Exercise aim
Reproduce exactly, and exclusively, the lines from the line containing "Query: mural painting" through the final line of the listing below.

Exercise data
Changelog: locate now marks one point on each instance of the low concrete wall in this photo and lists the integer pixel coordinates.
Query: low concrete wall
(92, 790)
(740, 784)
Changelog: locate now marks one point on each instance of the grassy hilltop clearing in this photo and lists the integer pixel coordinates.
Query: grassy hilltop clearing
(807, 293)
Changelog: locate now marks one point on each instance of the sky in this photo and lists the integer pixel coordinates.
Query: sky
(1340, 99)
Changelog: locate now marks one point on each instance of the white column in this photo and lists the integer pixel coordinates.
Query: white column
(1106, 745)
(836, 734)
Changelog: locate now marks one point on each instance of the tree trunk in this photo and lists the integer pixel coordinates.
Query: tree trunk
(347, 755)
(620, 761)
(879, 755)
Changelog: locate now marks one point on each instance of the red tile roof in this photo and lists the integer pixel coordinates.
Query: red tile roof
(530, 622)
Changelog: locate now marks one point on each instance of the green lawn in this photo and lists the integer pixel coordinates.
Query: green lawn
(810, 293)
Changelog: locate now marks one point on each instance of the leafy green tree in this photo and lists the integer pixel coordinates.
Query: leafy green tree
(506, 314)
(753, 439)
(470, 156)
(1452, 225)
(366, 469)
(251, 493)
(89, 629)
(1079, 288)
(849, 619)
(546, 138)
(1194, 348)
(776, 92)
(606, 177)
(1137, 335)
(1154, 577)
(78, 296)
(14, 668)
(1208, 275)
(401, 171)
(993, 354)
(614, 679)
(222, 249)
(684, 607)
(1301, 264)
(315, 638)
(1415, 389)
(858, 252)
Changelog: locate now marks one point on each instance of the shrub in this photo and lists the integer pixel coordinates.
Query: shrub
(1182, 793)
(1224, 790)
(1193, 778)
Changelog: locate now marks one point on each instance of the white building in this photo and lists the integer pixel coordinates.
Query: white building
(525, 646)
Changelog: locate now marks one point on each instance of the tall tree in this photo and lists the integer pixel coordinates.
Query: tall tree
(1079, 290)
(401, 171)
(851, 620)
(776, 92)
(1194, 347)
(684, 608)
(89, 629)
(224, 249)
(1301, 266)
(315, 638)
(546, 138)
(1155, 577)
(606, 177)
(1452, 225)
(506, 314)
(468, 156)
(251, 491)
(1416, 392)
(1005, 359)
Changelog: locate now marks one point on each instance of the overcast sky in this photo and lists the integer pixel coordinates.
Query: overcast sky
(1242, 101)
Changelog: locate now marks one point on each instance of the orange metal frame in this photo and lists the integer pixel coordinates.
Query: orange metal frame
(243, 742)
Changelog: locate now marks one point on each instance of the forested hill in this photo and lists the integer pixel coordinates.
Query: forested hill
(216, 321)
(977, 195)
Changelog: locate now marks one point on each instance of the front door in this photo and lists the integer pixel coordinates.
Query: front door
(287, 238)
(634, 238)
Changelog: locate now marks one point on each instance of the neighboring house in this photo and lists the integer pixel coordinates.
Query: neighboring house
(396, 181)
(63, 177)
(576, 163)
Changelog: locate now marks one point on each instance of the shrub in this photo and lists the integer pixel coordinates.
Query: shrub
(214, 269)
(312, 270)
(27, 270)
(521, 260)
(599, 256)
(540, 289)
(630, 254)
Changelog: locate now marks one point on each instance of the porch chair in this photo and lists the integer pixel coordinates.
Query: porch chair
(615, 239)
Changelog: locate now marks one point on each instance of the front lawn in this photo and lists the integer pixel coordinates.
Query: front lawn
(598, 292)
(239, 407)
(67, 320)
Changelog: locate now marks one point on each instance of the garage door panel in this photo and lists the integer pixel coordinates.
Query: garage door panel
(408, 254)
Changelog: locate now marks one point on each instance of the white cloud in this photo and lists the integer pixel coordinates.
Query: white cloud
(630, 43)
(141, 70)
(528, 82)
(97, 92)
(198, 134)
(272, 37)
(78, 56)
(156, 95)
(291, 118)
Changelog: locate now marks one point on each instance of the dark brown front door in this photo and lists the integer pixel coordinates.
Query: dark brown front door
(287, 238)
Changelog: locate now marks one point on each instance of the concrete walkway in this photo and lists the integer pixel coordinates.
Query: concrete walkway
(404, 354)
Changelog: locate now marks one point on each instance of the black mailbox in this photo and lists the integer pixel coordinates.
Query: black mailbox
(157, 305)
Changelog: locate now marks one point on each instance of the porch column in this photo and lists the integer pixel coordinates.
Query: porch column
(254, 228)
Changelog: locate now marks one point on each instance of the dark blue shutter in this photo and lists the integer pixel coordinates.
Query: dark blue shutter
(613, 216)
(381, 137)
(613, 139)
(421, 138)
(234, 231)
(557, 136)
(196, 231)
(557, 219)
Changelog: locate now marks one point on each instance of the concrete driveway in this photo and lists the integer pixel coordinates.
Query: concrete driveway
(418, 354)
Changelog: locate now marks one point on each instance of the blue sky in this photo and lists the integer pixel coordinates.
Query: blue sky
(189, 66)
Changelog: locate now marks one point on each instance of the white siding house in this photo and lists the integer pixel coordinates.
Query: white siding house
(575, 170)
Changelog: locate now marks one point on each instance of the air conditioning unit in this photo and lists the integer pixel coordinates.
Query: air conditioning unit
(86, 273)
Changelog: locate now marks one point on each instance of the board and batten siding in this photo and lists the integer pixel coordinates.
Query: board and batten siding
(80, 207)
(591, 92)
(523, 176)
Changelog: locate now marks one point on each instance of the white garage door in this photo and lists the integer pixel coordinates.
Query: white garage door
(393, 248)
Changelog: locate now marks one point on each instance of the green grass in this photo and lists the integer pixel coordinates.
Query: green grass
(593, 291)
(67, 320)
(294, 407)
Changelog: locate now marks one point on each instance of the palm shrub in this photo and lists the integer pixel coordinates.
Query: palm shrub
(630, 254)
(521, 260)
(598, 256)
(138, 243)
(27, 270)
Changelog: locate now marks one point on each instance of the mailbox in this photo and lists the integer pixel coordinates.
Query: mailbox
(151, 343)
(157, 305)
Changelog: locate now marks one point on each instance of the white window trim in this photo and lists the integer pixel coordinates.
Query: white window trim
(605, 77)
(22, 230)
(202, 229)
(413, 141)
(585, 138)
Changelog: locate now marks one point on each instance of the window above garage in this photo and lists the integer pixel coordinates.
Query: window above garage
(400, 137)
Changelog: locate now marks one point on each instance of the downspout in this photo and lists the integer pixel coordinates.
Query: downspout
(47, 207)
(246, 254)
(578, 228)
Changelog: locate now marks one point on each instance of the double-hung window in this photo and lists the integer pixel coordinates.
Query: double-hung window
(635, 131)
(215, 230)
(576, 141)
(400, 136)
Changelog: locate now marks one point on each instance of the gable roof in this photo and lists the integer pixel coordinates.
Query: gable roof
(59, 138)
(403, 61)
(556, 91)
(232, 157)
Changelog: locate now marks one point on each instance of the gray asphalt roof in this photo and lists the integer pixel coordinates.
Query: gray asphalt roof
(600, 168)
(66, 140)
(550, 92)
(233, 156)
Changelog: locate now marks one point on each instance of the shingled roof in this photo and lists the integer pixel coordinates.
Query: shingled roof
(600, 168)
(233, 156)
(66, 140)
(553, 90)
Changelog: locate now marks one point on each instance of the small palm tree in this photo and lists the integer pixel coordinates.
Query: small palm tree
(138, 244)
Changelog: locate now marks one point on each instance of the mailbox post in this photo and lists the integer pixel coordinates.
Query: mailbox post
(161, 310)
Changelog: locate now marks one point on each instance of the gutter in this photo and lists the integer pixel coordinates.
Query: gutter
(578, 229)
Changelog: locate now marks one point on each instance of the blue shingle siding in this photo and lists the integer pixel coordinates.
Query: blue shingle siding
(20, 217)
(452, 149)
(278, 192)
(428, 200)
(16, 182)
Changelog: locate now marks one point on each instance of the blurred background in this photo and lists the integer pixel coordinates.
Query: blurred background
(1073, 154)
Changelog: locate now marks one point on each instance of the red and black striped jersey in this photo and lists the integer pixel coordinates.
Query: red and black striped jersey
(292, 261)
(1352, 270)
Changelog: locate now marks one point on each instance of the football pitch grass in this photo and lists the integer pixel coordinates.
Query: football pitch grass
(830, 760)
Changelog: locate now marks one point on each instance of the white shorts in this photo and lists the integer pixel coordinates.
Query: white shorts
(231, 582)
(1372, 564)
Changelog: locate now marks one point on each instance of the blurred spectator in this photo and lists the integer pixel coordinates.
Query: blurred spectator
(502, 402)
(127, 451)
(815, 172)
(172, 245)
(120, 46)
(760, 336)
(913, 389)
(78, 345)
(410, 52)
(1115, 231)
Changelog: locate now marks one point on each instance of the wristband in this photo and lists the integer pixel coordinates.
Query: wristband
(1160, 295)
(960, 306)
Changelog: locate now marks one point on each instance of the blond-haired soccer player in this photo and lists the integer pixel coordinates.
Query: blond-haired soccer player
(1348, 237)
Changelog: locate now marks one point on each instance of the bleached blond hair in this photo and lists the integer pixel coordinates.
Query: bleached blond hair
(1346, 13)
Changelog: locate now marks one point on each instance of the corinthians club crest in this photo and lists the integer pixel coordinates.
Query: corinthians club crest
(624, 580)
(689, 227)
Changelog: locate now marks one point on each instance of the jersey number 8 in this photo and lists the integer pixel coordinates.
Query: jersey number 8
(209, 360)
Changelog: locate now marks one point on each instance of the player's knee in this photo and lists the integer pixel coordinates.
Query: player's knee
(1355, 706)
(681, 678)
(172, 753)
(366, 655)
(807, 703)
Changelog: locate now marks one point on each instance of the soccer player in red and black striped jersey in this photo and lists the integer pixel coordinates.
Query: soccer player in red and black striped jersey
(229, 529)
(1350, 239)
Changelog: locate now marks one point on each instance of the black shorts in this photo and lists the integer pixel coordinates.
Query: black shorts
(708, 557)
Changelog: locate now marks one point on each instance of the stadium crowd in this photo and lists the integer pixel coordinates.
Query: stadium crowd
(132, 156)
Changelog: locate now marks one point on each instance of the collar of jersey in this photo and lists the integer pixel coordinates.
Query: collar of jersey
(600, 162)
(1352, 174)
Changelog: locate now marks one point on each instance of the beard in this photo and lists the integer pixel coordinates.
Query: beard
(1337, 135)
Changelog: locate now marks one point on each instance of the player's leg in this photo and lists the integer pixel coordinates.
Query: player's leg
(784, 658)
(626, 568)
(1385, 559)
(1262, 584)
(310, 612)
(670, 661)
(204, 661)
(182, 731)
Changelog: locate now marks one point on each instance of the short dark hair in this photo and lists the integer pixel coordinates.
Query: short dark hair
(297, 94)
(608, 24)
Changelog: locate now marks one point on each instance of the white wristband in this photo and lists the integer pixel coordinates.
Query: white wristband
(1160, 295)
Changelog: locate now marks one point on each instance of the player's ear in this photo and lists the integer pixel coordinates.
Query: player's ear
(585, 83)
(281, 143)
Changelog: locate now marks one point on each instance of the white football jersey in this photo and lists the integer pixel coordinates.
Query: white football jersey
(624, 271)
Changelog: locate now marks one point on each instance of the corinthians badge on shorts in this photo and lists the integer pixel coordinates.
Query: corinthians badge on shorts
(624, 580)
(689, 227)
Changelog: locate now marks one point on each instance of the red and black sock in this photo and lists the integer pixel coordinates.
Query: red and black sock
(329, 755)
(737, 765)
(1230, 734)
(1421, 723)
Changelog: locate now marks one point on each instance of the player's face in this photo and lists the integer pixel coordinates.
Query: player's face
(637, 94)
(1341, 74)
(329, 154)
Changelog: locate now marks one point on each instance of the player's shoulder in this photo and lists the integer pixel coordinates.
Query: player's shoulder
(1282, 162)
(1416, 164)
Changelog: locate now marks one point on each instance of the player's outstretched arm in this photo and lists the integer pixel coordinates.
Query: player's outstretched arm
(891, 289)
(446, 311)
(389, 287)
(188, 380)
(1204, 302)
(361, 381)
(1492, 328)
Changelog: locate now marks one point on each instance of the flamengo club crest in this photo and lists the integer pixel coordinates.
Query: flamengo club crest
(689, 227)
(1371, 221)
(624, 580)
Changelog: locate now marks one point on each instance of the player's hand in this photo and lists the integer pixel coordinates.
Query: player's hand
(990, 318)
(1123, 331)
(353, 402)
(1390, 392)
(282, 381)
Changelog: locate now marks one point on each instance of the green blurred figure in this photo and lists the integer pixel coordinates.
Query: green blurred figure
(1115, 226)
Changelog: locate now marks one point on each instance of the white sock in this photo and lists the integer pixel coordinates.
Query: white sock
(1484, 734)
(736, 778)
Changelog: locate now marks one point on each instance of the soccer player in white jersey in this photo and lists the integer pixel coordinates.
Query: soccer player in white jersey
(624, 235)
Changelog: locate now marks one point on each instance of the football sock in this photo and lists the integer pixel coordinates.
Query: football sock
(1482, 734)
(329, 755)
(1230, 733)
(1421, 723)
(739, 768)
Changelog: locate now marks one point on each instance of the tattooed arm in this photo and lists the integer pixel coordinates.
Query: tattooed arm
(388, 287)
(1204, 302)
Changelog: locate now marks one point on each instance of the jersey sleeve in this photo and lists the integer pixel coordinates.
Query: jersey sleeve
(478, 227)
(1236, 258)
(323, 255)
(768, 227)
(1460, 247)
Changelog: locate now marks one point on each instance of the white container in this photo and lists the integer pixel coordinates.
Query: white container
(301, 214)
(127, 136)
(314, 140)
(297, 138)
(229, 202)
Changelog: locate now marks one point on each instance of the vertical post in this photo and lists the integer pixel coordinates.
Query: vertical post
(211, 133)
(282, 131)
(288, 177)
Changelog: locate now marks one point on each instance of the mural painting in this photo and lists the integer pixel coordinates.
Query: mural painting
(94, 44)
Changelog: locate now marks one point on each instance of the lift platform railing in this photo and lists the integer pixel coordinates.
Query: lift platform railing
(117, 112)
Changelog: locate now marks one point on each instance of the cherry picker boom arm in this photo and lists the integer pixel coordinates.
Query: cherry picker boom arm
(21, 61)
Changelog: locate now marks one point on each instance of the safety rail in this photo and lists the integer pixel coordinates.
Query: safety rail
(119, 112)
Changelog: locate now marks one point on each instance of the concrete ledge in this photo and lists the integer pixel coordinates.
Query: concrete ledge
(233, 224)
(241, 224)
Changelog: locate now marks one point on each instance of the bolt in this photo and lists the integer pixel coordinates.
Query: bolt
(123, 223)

Worked solution
Query: mural painting
(94, 44)
Changelog: locate now marks one point on each instance of the lift platform railing in this photo and lists the integer pixel coordinates.
Query: lift platform railing
(117, 112)
Changelog: locate now marks one point on each instance of the cherry picker boom arm in this photo and lists the integer pixel coordinates.
Query: cherry picker boom arm
(21, 61)
Changelog: locate now marks one point on each instance of the safety rail in this photo and lists the integer pixel coordinates.
Query: safety rail
(119, 112)
Changelog: locate now marks one point on each instance of the concrete ledge in this photo and lists the integer pixel coordinates.
Query: concrete ledge
(233, 224)
(241, 224)
Changelog: locate now marks one point on each instance of the bolt in this photo and lists the integer pixel coordinates.
Query: bolt
(123, 223)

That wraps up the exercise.